Manifest Destiny’s Insouciant Babes

Manifest Destiny’s Insouciant Babes

Pin-ups, high-velocity ammo, gun-metal gray: Pax Americana’s muscle

We bring guns & ammo, tits & ass. Why worry? Fat Americans. Fat cops. Buxom beauties in tiny bikinis bearing first aid.

In his third body of work since a transition from sci-fi abstractions, Sebastian Gross Ossa brings obsession to a finely articulated sense of shape and color. The high energy of Ossa’s abstract work has been channeled into his current project—canvases rich with not only irony, but also a sincere awe at the might of Americana culture, however insipid.

Ossa, originally from Chile, brings an outsider’s sense of bedazzlement to the American dream girl, with a series 25 works, 23 of which bear titles such as “Stacy loves the USA,” “Ashley loves the USA,” “Patty loves the USA” and “Linda loves the USA.” While very much in keeping with World War II pin-ups, Ossa’s girls are more bimbo than girl-next-door, and where Alberto Vargas would have achieved something mischievous, Ossa realizes something lascivious.
^^^^
Task set ::
a - In the art review, which country is Sebastian Gross Ossa originally from?
b - Write the next part of the art review on Sebastian Gross Ossa's pin-up paintings, picking up after its final sentence.

Saved data entries
^^^^
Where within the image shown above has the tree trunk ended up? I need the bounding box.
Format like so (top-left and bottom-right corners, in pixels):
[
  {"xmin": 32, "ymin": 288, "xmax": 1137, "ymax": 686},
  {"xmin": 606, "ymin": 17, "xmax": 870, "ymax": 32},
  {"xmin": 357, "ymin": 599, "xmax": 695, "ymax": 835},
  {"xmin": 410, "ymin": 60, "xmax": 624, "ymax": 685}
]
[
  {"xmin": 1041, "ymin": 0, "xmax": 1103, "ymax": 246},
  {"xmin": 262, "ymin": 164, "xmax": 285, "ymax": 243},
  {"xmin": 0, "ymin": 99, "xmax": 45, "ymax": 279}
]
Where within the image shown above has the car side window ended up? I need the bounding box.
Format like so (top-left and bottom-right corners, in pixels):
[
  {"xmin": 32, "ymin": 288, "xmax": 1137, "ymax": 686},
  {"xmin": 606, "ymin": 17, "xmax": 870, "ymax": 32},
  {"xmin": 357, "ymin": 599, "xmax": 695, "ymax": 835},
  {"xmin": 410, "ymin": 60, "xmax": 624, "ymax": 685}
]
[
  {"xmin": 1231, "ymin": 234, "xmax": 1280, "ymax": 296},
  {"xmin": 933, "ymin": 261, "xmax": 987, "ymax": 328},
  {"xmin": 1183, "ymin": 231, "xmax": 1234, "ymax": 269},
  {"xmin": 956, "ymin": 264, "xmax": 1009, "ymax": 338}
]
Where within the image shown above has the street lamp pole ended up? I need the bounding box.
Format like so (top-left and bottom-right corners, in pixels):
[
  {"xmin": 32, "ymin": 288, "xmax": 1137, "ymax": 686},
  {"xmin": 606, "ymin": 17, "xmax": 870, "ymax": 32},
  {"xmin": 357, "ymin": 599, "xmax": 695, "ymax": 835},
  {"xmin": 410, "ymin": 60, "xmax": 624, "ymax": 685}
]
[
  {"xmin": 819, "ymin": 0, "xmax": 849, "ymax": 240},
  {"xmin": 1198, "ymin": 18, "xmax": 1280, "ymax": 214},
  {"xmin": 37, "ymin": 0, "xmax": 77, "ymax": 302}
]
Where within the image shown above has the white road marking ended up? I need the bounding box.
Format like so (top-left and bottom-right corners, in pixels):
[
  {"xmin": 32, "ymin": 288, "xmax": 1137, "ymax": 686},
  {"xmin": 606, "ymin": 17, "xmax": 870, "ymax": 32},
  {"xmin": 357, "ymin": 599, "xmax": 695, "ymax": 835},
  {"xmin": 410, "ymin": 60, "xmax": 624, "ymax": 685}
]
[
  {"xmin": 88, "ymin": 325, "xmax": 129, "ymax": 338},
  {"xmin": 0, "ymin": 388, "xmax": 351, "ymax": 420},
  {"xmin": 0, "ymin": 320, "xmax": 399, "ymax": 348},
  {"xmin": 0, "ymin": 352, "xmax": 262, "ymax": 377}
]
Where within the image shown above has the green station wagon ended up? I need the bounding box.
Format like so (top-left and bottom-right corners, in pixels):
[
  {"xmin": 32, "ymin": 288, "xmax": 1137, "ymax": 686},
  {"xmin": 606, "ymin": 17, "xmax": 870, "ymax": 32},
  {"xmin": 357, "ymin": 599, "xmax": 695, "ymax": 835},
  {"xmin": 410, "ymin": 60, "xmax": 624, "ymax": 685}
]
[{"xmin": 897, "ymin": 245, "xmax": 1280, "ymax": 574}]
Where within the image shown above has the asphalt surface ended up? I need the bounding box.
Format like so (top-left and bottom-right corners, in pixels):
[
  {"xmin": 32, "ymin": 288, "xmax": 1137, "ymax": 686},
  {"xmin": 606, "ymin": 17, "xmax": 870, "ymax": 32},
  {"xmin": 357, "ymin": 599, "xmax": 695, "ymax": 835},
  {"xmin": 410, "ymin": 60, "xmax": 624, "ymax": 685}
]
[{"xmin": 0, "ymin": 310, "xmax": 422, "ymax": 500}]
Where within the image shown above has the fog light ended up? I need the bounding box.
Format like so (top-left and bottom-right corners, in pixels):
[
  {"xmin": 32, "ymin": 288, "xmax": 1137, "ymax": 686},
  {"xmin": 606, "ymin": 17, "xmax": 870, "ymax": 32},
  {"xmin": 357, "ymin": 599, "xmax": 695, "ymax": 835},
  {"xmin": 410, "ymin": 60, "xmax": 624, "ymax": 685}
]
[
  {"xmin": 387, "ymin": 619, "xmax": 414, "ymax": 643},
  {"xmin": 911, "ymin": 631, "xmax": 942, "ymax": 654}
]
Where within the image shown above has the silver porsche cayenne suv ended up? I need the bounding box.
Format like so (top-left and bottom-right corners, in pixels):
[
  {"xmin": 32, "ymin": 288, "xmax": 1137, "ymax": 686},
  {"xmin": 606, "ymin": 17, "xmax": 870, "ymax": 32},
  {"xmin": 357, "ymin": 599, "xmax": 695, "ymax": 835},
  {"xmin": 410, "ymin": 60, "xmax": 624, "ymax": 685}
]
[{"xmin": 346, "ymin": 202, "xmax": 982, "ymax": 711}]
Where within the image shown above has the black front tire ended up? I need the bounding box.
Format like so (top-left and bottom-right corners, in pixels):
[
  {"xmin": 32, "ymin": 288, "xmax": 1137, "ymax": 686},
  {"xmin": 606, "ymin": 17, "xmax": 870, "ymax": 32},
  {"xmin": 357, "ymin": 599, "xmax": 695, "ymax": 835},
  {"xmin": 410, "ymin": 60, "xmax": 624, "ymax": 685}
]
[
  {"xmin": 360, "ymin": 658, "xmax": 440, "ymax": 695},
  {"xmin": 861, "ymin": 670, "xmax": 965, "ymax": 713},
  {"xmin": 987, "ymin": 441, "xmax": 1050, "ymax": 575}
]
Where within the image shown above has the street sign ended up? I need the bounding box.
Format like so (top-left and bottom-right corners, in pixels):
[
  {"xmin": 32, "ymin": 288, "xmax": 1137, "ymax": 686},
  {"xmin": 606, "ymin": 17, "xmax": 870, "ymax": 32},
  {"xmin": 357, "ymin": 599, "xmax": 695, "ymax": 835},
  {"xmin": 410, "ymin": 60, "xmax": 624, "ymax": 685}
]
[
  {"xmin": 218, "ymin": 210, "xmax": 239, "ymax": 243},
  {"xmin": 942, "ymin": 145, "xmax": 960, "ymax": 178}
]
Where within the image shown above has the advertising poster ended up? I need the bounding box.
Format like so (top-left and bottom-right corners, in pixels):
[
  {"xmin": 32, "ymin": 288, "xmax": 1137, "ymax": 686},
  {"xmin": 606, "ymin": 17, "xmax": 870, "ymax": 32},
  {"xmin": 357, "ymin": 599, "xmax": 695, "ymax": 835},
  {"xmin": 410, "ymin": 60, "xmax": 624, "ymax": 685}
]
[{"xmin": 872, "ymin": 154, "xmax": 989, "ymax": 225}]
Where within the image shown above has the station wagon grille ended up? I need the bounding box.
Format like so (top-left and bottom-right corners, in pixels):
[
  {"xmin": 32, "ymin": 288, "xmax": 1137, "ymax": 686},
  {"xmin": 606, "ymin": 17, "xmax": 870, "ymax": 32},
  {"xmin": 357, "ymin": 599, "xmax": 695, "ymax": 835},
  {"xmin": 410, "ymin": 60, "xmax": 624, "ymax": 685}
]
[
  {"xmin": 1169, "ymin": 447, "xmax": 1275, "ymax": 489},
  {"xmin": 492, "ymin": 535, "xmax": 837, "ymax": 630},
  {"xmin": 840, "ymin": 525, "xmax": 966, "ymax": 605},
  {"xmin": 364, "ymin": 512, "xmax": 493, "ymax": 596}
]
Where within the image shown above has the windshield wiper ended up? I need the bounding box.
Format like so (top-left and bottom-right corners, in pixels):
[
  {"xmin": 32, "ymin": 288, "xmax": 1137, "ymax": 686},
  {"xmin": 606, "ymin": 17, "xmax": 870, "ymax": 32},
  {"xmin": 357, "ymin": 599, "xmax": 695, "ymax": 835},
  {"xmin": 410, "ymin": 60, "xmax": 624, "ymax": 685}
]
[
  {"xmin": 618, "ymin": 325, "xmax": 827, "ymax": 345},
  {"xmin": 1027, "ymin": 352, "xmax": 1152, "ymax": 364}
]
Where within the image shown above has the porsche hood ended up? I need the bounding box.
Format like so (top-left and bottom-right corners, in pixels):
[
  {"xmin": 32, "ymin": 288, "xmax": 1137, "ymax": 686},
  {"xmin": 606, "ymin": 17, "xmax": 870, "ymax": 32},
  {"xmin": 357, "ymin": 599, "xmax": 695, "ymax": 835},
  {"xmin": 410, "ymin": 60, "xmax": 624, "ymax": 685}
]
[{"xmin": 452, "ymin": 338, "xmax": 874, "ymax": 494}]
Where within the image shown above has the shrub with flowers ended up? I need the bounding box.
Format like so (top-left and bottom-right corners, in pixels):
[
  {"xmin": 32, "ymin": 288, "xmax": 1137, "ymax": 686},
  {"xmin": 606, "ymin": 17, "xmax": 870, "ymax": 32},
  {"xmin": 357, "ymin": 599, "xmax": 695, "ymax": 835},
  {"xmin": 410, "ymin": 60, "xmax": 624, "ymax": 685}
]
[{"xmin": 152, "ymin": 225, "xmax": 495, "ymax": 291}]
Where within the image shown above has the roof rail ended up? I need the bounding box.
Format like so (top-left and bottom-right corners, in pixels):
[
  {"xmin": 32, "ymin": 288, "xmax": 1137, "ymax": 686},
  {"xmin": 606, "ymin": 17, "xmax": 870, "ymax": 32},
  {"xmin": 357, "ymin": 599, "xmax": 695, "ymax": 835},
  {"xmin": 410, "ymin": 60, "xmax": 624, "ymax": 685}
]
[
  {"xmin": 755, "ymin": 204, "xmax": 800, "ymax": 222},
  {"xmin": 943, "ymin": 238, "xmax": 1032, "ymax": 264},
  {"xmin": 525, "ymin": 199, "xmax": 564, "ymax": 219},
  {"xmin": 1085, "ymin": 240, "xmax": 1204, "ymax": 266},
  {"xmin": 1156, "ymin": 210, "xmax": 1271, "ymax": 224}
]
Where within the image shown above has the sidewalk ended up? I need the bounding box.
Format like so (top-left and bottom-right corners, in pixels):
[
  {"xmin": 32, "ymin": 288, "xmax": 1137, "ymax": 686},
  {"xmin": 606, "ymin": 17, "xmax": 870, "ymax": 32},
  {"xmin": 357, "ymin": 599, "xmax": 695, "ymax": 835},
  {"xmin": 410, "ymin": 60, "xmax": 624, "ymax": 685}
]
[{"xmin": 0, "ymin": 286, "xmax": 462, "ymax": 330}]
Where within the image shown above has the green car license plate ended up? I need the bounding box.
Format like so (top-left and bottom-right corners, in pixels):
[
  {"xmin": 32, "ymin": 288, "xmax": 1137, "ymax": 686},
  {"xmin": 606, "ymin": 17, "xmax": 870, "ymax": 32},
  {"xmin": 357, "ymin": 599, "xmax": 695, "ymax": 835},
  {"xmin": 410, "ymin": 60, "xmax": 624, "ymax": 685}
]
^^^^
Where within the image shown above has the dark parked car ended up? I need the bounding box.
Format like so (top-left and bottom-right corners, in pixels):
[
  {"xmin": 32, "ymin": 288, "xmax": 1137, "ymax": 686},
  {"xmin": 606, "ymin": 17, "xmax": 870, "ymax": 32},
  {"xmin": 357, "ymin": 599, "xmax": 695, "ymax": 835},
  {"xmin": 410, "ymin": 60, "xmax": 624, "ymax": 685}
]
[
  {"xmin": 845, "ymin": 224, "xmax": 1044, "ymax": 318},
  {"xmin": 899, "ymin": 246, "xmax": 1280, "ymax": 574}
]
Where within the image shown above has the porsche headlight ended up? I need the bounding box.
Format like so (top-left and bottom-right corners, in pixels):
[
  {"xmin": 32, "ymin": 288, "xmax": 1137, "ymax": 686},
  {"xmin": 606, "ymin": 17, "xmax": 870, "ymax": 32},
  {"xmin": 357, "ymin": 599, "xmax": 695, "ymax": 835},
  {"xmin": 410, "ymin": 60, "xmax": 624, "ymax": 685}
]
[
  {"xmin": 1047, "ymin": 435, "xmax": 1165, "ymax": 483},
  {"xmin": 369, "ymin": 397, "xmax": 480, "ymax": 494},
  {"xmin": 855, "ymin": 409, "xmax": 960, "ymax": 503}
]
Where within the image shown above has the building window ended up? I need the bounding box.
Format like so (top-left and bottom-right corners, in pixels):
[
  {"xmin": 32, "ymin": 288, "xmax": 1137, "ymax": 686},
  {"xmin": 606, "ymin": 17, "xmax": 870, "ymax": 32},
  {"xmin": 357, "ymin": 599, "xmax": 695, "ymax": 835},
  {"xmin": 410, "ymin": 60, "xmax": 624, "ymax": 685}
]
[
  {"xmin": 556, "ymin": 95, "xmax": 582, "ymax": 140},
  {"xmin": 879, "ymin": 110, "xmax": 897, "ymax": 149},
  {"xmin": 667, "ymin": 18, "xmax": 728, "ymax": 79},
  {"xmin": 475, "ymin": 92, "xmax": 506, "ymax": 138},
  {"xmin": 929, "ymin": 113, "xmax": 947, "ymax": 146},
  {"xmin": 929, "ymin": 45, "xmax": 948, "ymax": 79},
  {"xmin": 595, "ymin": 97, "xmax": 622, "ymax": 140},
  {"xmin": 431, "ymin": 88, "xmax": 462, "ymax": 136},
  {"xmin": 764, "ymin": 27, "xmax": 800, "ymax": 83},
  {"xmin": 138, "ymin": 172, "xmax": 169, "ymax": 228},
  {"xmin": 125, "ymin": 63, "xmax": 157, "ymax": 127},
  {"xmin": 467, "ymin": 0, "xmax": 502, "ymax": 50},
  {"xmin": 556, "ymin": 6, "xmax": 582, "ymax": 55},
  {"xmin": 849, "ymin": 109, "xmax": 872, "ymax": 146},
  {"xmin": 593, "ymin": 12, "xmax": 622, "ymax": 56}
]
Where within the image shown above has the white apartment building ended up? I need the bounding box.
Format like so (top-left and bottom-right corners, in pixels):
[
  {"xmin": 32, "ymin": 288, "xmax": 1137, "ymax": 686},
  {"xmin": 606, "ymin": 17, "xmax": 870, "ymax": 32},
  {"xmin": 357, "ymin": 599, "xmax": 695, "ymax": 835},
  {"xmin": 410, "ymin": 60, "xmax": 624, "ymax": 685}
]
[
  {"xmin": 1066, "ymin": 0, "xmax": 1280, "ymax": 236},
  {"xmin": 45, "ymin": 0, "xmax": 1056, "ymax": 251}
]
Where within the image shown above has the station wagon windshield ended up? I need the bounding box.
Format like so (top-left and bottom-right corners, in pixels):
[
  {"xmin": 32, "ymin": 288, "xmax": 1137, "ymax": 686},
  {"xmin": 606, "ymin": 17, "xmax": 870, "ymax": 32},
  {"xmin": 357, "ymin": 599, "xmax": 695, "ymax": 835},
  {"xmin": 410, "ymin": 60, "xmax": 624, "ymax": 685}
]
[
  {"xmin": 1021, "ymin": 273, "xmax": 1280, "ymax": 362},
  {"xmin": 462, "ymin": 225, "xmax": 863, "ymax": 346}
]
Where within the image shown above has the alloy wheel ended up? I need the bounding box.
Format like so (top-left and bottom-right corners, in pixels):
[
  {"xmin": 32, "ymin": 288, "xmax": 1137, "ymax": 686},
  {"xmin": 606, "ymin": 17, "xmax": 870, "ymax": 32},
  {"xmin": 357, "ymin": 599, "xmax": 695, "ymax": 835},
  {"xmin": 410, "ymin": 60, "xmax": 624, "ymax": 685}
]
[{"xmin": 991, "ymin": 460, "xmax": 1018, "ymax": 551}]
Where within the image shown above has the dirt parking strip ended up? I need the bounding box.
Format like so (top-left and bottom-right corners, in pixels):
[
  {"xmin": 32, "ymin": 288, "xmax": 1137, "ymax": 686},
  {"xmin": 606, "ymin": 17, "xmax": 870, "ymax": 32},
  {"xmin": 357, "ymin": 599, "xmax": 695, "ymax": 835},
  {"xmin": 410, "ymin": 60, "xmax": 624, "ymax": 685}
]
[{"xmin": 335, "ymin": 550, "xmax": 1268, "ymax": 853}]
^^^^
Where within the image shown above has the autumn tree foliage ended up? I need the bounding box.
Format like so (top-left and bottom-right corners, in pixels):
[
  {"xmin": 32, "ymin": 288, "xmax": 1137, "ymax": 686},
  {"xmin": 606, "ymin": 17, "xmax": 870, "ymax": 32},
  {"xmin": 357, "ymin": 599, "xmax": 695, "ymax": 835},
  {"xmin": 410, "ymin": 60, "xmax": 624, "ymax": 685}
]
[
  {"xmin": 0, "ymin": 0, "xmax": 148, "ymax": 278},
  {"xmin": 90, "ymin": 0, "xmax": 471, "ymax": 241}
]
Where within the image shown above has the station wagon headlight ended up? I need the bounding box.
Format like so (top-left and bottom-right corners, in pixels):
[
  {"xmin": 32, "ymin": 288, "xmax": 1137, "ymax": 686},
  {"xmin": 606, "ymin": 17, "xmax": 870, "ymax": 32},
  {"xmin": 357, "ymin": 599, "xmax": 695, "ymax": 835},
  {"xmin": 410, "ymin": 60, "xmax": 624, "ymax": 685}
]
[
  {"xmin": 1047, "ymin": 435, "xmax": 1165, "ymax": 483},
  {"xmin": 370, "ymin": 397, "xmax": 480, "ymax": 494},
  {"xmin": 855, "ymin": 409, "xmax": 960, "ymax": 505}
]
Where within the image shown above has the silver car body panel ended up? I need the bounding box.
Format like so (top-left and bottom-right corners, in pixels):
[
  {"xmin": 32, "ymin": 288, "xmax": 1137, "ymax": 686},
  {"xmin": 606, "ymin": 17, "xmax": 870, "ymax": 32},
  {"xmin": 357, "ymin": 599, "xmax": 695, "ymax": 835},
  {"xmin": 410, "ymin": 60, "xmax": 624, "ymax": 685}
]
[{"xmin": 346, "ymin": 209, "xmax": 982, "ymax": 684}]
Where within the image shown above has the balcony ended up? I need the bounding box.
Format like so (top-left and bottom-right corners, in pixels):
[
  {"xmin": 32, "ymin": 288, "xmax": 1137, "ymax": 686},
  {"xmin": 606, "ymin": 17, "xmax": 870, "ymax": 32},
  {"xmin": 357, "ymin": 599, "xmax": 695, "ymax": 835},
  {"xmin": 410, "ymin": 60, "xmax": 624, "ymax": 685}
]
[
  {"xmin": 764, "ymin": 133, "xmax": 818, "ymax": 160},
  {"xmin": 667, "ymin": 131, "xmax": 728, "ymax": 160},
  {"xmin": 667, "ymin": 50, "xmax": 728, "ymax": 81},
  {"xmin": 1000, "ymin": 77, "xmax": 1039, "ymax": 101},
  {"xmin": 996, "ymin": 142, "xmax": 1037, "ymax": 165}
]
^^^^
Task-by-task outputs ::
a - Chile

b -
Ossa’s bodies are perfect, and repeated with assembly line conformity. The majority of the works in this show are sized in ready-made 24 x 18 canvases, much smaller than any previous scale he has employed. The works implicate not only an automaton army of “exotic models,” but all of those who carry these fantasy women within. Which, of course, most people do. The desire to possess the painting as well as the dream girl is intrinsically a part of Ossa’s palette.

Americans are betrayed by our own patriotism, our own sado-fascism. The plump bottoms, the ample bosoms—ah, the bounties of war. Ossa’s guns are lovely and leggy, his helicopters, shiny. There is no mystery as to the appeal of Imperialism in Ossa’s vision. We are seduced despite our disdain.

They smile at us—all just the same. Us and them. They have no regard for our happiness, or theirs, and hold out the promise of only explosive climax. Bang. That’s an anti-aircraft gun, baby.